━━━ EXTRACT ━━━
These represent evolutionary improvements that together deliver real business value. Similar gains are being achieved in transportation, utilities, agriculture, building automation, education, retail, health care, sports, and entertainment—even the military. Companies in these industries are taking first steps on their IoT journeys starting with low-hanging fruit. Still, the process improvements are real and the paybacks, the ROI, add up to serious money in the bank, as I will demonstrate in Chapters 3 and 4.
So this isn't theory. It's real, and it's working today. What a better example than a legendary American motorcycle manufacturer, Harley-Davidson Motor Company. The company was facing intense global competition while its core market was aging and new younger buyers wanted a different type of motorcycle.¹ It needed to get agile, to be able to respond to changes fast, and to be more efficient and productive. IoT gave Harley-Davidson the capabilities it needed. Here's how.
Harley-Davidson faced the familiar litany of problems encountered by many American businesses, especially large and market-leading companies or those with ambitions to be so in their industry. Labor was too costly. Production was not aligned with IT operations. Islands of incompatible data were everywhere. You name it, we suffered from it,
one former Harley manager told me.
So the company pulled together key people from both IT and operations (known as operational technology, or OT). In every industry and most businesses, IT and OT are notoriously uncooperative, almost as if IT, as the book title says, was from Venus and OT from Mars. We're not talking about a mass revolution here: more like a couple of people from different groups who got together by themselves and started actually talking to each other. Later they pulled in a few others and sat together in a room until they formed a unified team willing to communicate with each other and with other Harley-Davidson business units to gain the efficiencies IoT could deliver. The company converged its multiple networks into a single network and began consolidating data islands. As of this writing, one Harley-Davidson factory is fully IoT-enabled. The results are impressive. What used to take a painfully long time to triage and troubleshoot now can be accomplished in a single morning,
the manager said, an order of magnitude improvement. That alone led to increased productivity, efficiency, flexibility, and agility. The results have been so astonishing that other Harley-Davidson factories are clamoring to be the next adopters of IoT.
Moreover, those are just the operational results. Harley-Davidson's strategic business outcomes from the IoT-induced changes are equally impressive:
Eighty percent faster decision making due to workforce enablement
Dramatic reductions in costs and set-up time
Continuous asset management, enabling even better decision making
6.8 percent increase in production throughput due to asset tagging
Ten to 25 times improvement in build-to-order (BTO) cycle times (18 months reduced to two weeks)
Seven to 12 percent increase in IoT automation-driven equipment utilization
All of this led to a profitability increase between 3 and 4 percent. And that was just one factory!
━━━ GIVEN INFORMATION ━━━
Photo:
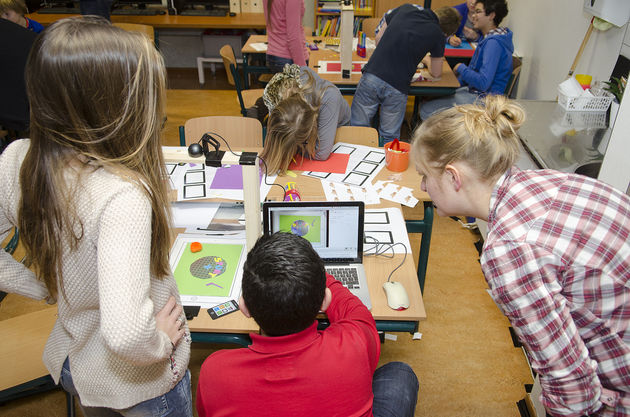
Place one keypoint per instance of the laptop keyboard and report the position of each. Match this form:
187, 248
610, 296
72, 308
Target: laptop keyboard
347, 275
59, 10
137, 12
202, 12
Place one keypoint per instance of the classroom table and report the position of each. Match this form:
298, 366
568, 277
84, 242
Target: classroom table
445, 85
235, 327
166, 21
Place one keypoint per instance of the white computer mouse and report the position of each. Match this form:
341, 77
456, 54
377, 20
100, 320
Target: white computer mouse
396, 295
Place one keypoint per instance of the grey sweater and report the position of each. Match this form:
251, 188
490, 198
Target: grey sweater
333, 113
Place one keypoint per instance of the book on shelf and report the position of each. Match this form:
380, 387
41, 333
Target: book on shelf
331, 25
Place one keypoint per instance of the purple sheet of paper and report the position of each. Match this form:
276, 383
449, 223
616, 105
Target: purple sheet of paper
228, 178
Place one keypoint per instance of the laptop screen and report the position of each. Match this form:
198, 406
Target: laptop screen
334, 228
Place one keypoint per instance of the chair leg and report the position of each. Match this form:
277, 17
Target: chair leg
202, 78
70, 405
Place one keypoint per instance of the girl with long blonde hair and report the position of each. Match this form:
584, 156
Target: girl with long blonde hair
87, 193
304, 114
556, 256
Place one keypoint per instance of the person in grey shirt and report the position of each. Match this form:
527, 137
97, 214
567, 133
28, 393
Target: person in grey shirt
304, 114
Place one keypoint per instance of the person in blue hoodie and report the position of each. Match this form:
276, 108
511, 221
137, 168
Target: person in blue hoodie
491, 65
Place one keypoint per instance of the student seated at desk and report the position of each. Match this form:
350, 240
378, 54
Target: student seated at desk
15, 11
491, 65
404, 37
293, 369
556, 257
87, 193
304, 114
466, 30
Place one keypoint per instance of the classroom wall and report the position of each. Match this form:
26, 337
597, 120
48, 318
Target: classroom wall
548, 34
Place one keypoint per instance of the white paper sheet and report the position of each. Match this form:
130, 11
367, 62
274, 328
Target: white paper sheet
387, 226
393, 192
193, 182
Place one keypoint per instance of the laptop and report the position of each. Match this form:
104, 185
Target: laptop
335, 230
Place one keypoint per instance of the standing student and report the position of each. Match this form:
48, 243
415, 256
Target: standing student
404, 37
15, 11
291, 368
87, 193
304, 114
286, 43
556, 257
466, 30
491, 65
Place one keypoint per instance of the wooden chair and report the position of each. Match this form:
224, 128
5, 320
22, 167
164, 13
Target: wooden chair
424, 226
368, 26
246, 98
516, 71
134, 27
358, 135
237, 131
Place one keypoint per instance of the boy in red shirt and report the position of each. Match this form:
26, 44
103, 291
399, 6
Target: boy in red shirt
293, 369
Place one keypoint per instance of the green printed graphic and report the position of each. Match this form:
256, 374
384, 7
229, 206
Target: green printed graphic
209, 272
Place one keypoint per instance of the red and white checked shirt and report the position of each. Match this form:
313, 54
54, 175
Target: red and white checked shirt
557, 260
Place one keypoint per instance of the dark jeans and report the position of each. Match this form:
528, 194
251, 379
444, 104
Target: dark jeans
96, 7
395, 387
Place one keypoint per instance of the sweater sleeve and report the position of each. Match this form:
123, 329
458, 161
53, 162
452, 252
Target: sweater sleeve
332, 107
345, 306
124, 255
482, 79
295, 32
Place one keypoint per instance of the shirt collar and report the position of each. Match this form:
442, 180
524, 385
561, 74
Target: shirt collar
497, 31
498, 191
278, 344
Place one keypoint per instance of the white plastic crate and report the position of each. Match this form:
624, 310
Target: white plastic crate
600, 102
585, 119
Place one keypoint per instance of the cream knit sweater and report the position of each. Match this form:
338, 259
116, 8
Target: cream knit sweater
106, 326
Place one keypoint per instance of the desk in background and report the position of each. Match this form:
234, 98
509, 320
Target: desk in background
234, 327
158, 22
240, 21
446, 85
━━━
WHAT YOU ARE ASKED TO DO: Please reproduce word for word the stretch of the Harley-Davidson IoT excerpt from "Seven to 12" through "just one factory!". The items have no part in this work.

EXERCISE ANSWER:
Seven to 12 percent increase in IoT automation-driven equipment utilization
All of this led to a profitability increase between 3 and 4 percent. And that was just one factory!